_THE RECORDS_.

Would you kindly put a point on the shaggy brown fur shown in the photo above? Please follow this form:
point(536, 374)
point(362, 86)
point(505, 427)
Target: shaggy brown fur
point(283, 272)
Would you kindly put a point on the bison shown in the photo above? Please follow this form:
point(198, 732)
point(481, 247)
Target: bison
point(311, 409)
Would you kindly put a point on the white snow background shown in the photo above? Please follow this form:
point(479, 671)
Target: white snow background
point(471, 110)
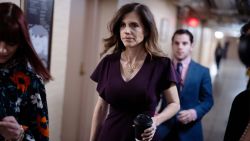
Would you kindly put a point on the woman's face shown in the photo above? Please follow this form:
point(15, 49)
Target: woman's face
point(131, 30)
point(6, 51)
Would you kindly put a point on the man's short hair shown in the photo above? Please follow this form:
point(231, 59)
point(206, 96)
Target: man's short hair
point(184, 31)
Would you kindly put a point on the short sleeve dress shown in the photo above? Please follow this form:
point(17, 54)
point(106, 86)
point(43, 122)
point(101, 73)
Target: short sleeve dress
point(140, 95)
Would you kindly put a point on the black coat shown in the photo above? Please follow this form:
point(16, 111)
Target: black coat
point(239, 116)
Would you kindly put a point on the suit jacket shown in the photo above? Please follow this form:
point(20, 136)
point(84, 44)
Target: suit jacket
point(196, 94)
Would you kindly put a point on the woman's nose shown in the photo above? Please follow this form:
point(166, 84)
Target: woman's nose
point(127, 29)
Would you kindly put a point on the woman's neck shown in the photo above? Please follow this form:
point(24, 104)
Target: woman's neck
point(134, 54)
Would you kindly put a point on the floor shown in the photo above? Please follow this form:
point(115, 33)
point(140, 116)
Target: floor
point(227, 83)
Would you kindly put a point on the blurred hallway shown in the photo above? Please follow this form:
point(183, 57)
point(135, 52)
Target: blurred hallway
point(230, 80)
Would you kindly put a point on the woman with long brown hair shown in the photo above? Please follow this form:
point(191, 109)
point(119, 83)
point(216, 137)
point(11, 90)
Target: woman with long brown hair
point(130, 80)
point(23, 104)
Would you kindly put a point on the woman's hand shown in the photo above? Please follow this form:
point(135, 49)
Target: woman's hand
point(150, 132)
point(9, 128)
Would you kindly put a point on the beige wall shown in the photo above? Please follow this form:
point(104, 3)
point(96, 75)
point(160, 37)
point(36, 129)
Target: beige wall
point(55, 88)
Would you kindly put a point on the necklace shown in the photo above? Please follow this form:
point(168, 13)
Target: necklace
point(131, 67)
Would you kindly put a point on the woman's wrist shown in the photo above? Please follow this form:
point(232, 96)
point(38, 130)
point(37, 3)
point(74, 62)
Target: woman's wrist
point(21, 135)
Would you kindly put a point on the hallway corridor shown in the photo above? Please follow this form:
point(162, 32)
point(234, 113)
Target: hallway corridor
point(230, 80)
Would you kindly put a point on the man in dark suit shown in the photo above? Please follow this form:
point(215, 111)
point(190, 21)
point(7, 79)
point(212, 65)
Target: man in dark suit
point(195, 92)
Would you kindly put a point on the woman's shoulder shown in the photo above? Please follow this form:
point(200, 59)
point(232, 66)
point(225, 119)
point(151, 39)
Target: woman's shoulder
point(242, 98)
point(161, 60)
point(33, 76)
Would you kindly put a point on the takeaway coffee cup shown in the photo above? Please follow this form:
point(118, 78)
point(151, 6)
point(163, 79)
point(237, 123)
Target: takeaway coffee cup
point(141, 122)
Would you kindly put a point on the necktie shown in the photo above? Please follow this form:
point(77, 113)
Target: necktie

_ABOUT THIS EXERCISE_.
Lines with "necktie": return each one from the data above.

_FINAL ANSWER_.
Would you kindly put a point on the necktie shown in the photo above? Please follow this form:
Target: necktie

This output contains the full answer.